Exercise instructions: Switch every "even-odd rule" in the listing below to "nonzero rule" and give back the whole listing with nothing else changed.

Excerpted records:
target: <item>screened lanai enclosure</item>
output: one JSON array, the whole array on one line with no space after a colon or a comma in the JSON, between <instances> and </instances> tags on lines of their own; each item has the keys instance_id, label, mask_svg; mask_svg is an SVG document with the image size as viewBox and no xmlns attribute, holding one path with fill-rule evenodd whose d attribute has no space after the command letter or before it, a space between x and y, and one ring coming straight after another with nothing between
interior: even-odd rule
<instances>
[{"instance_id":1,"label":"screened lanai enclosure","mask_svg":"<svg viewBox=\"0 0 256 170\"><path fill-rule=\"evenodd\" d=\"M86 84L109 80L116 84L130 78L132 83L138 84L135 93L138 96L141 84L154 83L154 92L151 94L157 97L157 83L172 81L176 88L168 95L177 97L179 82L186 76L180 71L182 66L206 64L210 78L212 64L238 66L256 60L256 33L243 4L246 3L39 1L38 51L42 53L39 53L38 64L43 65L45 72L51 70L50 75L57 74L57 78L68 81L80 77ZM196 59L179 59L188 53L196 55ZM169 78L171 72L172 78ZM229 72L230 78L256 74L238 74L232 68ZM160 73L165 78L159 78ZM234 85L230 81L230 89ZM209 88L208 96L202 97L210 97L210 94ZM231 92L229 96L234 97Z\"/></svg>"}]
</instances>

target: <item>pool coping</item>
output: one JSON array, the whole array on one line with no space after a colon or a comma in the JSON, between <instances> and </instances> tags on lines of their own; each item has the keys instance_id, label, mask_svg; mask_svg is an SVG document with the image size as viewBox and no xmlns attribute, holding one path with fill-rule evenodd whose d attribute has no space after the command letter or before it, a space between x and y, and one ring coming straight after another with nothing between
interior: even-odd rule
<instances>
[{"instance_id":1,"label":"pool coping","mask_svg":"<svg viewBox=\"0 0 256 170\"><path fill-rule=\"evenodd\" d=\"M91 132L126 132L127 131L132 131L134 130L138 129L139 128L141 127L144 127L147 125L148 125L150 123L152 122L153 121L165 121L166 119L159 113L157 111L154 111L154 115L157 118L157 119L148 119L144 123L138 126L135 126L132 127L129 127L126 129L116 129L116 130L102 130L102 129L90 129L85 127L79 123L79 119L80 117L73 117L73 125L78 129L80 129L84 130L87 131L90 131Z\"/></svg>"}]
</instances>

Expected answer:
target: <item>screened lanai enclosure</item>
output: one JSON array, the whole array on one line with no space after a colon or a comma in the JSON, between <instances> and </instances> tags on lines of their own; each item has the keys instance_id, label, mask_svg; mask_svg is an SVG document with the image size as viewBox and no xmlns attribute, holding one path with fill-rule evenodd whose d attribute has no space after the command letter or before it, a space between x and y, and one ring coming straight after another with nothing between
interior: nonzero rule
<instances>
[{"instance_id":1,"label":"screened lanai enclosure","mask_svg":"<svg viewBox=\"0 0 256 170\"><path fill-rule=\"evenodd\" d=\"M86 84L109 80L116 84L130 78L132 83L138 84L135 93L138 96L141 84L154 83L154 92L151 94L157 97L157 83L172 81L176 88L168 95L177 97L179 82L186 76L180 71L182 66L206 64L210 78L212 64L238 66L256 60L256 33L243 4L246 3L39 1L38 51L42 53L39 53L38 64L43 65L45 72L51 70L50 75L57 74L57 78L68 81L80 77ZM196 59L179 59L188 53L196 55ZM169 78L171 72L172 78ZM229 72L230 78L256 74L238 74L232 68ZM160 73L165 78L159 78ZM234 85L230 81L230 89ZM209 88L208 96L202 97L210 97L210 94ZM231 92L229 96L234 97Z\"/></svg>"}]
</instances>

target: <item>pool coping</item>
output: one JSON array, the whole array on one line with no space after a colon or a comma in the JSON, between <instances> and </instances> tags on lines of their own; each item has the keys instance_id, label, mask_svg; mask_svg is an SVG document with the image size as viewBox and no xmlns attribute, holding one path with fill-rule evenodd whose d attribute has no space after the command letter or before it, a space between x and y, and one ring coming straight after another with nothing between
interior: nonzero rule
<instances>
[{"instance_id":1,"label":"pool coping","mask_svg":"<svg viewBox=\"0 0 256 170\"><path fill-rule=\"evenodd\" d=\"M91 132L126 132L127 131L132 131L134 130L138 129L139 128L141 127L144 127L147 125L148 125L150 123L152 122L153 121L165 121L166 119L159 113L157 111L154 111L154 115L157 118L157 119L148 119L144 123L138 126L135 126L132 127L129 127L126 129L116 129L116 130L102 130L102 129L90 129L85 127L79 123L79 119L80 117L73 117L73 125L78 129L80 129L84 130L87 131L90 131Z\"/></svg>"}]
</instances>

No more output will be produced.